/---
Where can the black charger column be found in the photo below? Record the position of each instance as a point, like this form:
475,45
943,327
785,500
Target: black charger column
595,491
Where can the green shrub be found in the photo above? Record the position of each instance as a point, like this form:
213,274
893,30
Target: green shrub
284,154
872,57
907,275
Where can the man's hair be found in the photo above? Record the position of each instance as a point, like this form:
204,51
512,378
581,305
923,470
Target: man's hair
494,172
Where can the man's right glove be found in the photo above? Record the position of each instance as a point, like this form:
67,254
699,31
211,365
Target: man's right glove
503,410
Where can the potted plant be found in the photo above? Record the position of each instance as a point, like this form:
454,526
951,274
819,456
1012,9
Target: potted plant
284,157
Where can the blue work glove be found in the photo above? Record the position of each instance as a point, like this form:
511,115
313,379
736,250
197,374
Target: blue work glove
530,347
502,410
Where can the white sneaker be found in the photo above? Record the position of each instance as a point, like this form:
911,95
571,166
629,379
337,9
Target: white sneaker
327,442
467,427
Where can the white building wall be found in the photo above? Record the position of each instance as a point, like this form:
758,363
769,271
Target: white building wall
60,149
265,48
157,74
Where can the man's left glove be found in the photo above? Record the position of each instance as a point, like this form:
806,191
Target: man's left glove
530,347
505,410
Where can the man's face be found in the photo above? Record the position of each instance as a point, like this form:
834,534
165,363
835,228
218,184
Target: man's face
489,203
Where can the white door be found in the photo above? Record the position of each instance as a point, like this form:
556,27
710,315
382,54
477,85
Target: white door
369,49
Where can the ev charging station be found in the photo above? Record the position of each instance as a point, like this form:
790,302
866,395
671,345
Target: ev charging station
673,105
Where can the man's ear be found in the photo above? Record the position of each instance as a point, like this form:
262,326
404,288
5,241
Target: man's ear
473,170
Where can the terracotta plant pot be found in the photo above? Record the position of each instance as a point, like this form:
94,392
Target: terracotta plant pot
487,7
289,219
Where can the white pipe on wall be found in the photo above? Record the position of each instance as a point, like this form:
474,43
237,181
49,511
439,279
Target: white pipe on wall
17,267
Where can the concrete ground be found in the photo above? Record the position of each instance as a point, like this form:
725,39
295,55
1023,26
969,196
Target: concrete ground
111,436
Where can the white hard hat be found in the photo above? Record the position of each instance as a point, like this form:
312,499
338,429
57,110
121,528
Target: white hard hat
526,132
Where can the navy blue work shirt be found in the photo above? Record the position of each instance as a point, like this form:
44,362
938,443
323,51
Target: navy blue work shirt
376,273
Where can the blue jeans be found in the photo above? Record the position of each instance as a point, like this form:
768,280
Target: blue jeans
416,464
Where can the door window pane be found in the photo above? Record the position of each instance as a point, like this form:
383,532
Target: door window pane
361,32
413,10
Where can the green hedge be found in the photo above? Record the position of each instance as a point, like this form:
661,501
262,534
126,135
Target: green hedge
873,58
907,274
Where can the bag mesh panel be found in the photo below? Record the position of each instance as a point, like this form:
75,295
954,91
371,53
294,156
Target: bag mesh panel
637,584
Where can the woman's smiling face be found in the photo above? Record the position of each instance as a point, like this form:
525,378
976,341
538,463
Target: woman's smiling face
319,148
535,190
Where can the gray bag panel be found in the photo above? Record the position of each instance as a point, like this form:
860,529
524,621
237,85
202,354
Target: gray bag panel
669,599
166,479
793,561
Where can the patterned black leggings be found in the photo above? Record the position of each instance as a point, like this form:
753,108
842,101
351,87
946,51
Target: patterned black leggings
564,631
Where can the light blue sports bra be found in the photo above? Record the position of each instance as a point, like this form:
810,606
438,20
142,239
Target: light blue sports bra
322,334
\---
#### Stated task
Repeat only the stretch of lines starting at the one containing "Where can the woman's" and running to the final line of the entries above.

#### Solution to this problem
Where can the woman's smiling face be found in the photo above? Record the position of each instance as a point, like this form:
525,378
976,341
538,463
Target: woman's smiling face
319,148
535,190
Where can the gray bag panel be found in the photo above? Record the position of each instance as a point, like this form:
860,529
524,621
237,85
202,354
Target: gray bag panel
669,599
166,479
793,561
Where can the patterned black leggings be found in the photo above? Record the position of each instance as a point, like this form:
753,108
842,101
351,87
946,51
Target: patterned black leggings
564,631
Where can the light blue sports bra be found in the photo above? Record the position of each instance as a point, like this form:
810,606
438,20
142,239
Target: light blue sports bra
322,334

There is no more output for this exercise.